-- BEGIN THE RECORDS --
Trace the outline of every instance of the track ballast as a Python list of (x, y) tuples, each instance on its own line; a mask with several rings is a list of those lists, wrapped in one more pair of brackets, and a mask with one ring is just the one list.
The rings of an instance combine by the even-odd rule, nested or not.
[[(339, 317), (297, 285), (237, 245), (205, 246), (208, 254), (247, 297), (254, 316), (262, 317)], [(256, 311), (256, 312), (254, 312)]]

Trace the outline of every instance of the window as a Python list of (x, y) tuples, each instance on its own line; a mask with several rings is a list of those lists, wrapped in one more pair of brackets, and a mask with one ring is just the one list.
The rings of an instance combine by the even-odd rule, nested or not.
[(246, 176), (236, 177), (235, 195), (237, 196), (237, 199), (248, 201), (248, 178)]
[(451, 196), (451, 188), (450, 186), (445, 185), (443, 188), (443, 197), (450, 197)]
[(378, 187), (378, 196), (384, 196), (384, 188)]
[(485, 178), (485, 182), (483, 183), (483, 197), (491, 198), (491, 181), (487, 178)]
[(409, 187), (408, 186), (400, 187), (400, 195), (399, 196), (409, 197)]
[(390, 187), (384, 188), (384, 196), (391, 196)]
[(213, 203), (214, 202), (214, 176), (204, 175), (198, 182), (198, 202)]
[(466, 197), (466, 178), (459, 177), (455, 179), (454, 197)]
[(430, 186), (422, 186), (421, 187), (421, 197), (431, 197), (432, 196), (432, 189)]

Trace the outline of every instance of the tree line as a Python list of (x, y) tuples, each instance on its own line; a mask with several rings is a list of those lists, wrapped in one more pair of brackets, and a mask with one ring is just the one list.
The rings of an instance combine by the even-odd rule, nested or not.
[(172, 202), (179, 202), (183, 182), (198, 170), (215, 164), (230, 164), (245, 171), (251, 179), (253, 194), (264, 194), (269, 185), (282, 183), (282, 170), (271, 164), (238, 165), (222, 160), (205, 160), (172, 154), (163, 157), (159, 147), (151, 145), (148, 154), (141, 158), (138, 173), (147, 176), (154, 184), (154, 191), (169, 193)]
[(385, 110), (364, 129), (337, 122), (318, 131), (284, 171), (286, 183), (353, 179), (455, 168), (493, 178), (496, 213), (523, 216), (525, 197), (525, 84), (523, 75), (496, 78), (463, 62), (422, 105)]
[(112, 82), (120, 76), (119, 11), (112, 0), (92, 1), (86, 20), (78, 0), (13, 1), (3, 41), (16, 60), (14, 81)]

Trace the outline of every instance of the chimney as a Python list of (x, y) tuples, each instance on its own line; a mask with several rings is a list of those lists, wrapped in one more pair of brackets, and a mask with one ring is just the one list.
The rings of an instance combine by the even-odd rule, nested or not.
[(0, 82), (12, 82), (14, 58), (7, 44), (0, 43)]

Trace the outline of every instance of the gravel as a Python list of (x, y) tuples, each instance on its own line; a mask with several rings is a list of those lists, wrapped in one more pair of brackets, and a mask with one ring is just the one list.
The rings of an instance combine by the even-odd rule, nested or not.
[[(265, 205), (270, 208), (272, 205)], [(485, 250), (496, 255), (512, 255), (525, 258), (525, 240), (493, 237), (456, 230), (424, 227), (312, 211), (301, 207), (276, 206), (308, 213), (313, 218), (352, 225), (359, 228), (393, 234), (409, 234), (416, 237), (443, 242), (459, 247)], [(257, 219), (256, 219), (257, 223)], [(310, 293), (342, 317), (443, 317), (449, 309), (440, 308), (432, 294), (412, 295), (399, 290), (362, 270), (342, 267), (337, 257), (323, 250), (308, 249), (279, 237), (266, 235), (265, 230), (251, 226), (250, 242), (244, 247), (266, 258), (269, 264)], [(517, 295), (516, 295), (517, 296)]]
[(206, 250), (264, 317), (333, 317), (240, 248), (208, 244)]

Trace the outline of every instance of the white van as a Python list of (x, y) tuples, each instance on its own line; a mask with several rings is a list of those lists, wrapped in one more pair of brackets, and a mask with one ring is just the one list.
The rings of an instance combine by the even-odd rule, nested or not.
-- END THE RECORDS --
**WORK REQUIRED:** Print all the records above, line for line and unchanged, from the first line to the last.

**WRITTEN SOLUTION:**
Trace the outline of every instance of the track ballast as a Python list of (x, y) tuples, each instance on its own line; a mask with several rings is a list of those lists, wrapped in one more pair of brackets, and a mask with one ring is just the one list.
The rings of an instance combine by the even-odd rule, nested or not.
[[(339, 317), (297, 285), (237, 245), (205, 246), (208, 254), (247, 297), (254, 316), (262, 317)], [(256, 311), (256, 312), (254, 312)]]

Trace the outline of every instance of the window as a Python list of (x, y) tuples, each instance on its own line; a mask with several rings is a list of those lists, wrapped in one more pair of brackets, and a mask with one ring is just the one list.
The rings of an instance combine by the even-odd rule, nested or not.
[(246, 176), (236, 177), (235, 195), (237, 196), (237, 199), (248, 201), (248, 178)]
[(451, 196), (451, 188), (450, 186), (445, 185), (443, 188), (443, 197), (450, 197)]
[(378, 187), (378, 196), (384, 196), (384, 188)]
[(485, 178), (485, 182), (483, 183), (483, 197), (491, 198), (491, 181), (487, 178)]
[(409, 187), (408, 186), (400, 187), (400, 195), (399, 196), (409, 197)]
[(390, 187), (384, 188), (384, 196), (391, 196)]
[(213, 203), (214, 202), (214, 176), (204, 175), (198, 182), (198, 202)]
[(466, 197), (466, 178), (459, 177), (455, 179), (454, 197)]
[(430, 186), (422, 186), (421, 187), (421, 197), (431, 197), (432, 196), (432, 189)]

Trace the outline of every instance of the tree line as a Python list of (x, y) tuples, each instance on its own line; a mask with several rings is a list of those lists, wrapped in one more pair of brackets, and a mask with one ring is just the one list.
The rings of an instance combine by the even-odd rule, nested or not.
[(172, 202), (179, 202), (183, 182), (198, 170), (215, 164), (230, 164), (245, 171), (251, 179), (253, 194), (264, 194), (269, 185), (282, 183), (282, 170), (271, 164), (238, 165), (222, 160), (205, 160), (172, 154), (163, 157), (159, 147), (151, 145), (148, 154), (141, 158), (138, 173), (147, 176), (154, 184), (154, 191), (169, 193)]
[(385, 110), (364, 129), (337, 122), (318, 131), (284, 171), (286, 183), (353, 179), (455, 168), (493, 178), (496, 213), (523, 216), (525, 197), (525, 84), (523, 75), (496, 78), (463, 62), (422, 105)]
[(112, 82), (120, 76), (119, 11), (112, 0), (92, 1), (86, 20), (78, 0), (13, 1), (3, 41), (16, 60), (14, 81)]

Trace the outline of every instance of the chimney as a Python list of (x, y) tuples, each instance on its own line; a mask with several rings is a list of those lists, wrapped in one more pair of brackets, and a mask with one ring is just the one list.
The rings of an instance combine by the even-odd rule, nested or not.
[(0, 82), (12, 82), (14, 58), (7, 44), (0, 43)]

Trace the outline of every instance of the gravel as a Python list of (x, y) tuples, each instance on its own line; a mask with several rings is a list of those lists, wrapped in one more pair of brackets, and a mask with one ring is just the one list.
The rings of an instance combine by the even-odd rule, nested or not.
[[(265, 205), (270, 208), (272, 205)], [(485, 250), (496, 255), (512, 255), (525, 258), (525, 240), (493, 237), (456, 230), (424, 227), (312, 211), (301, 207), (276, 206), (308, 213), (313, 218), (352, 225), (359, 228), (393, 234), (409, 234), (416, 237), (443, 242), (459, 247)], [(257, 219), (256, 219), (257, 223)], [(310, 293), (342, 317), (443, 317), (449, 309), (440, 308), (432, 294), (412, 295), (399, 290), (362, 270), (342, 267), (337, 257), (323, 250), (308, 249), (279, 237), (266, 235), (265, 230), (251, 226), (250, 242), (244, 247), (266, 258), (269, 264)], [(517, 295), (516, 295), (517, 296)]]
[(206, 250), (264, 317), (333, 317), (240, 248), (208, 244)]

Trace the outline of every instance of the white van as a Python list of (x, y) tuples, each instance on its own line; a mask with several rings is a list of those lists, wrapped in one more pair of brackets, and a mask with one ring is just the one list.
The rings of an instance combine by the even-odd rule, nested or not.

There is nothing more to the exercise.